Consigne: D'après le texte sur l'assurance agricole, quelle part du PIB du Burkina Faso vient du secteur agricole ?

Texte fourni:

/---

Assurance agricole : la concluante expérience de petits producteurs du Mouhoun
Au Burkina Faso, le secteur agricole contribue à 13,5% au Produit intérieur brut (PIB), selon Les comptes nationaux de 2023, du Ministère de l’économie, des finances et de la prospective et occupe 73% des ménages, l’Institut national de la statistique et de la démographie (INSD), dans son rapport intitulé Caractéristiques des ménages agricoles au Burkina Faso. L’agriculture, majoritairement pratiquée par la population active est de plus en plus confronté aux aléas climatiques qui influencent les rendements. Une inondation ou une insuffisance pluviométrique peut faire perdre totalement ou partiellement le rendement d’un producteur. En vue de minimiser ces risques, des producteurs se tournent de plus en plus vers les compagnies d’assurances. Quel bilan pour les souscripteurs à l’assurance agricole ? Pour répondre à cette question Info Nature est allé à la rencontre de producteurs assurés dans la province du Mouhoun et a interrogé une micro assurance, offrant des services d’assurances agricoles.

\---

Données présentées:
/---

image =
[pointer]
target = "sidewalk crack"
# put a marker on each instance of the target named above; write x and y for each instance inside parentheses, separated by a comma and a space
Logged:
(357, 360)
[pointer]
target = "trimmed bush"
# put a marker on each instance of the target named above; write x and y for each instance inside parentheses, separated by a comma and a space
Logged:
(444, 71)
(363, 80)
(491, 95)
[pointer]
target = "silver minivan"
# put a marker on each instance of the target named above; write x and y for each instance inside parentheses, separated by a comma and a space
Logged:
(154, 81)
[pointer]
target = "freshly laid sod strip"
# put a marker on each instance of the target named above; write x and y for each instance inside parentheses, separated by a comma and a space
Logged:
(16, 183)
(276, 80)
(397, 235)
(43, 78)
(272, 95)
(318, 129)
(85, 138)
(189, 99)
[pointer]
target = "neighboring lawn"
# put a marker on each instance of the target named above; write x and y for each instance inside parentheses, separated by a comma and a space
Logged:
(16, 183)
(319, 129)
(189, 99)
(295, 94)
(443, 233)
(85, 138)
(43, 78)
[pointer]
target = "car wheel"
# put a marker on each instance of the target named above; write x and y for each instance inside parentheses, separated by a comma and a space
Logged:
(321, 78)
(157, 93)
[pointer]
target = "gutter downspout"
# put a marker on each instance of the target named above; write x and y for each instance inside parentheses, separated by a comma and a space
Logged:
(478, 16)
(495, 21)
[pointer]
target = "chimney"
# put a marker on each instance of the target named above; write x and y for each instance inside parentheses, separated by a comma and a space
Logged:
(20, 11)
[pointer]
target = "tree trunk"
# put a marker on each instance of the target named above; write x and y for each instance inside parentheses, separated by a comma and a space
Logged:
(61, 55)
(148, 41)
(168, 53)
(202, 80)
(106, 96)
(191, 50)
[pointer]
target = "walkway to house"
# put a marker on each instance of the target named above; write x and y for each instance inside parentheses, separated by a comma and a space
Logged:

\---

Réponse: Le secteur agricole contribue à 13,5 % du PIB du Burkina Faso.